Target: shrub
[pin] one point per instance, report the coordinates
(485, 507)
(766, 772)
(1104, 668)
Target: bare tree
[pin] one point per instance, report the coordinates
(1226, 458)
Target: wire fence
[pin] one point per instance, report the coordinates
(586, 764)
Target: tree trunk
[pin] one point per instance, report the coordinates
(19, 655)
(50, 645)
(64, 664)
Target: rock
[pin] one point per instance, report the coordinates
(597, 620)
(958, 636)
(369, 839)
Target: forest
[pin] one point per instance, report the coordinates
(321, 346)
________________________
PROMPT: Convert the listing above into a two-column CSV with the headers input and output. Make one row for each "Target:" line: put that line and the line under it in input, put its coordinates in output, wrap each field in double quotes, and replace line breaks with spaces.

WRITTEN REPLY:
input,output
"Target: shrub [pin] one point per instance, report the coordinates","(485, 507) (766, 772) (1104, 668)"
"Target: bare tree [pin] one point per instance, report the coordinates","(1226, 458)"
"Target: wire fence [pin] one point per instance, report the coordinates","(586, 764)"
"Target: tree trunk [pin] one point per instance, report the coordinates","(19, 655) (50, 645) (64, 664)"
"Target: rock [pin] one point per instance, report the coordinates","(597, 620) (958, 636) (369, 839)"
"Target: forest [pin] one point per instance, report the coordinates","(321, 346)"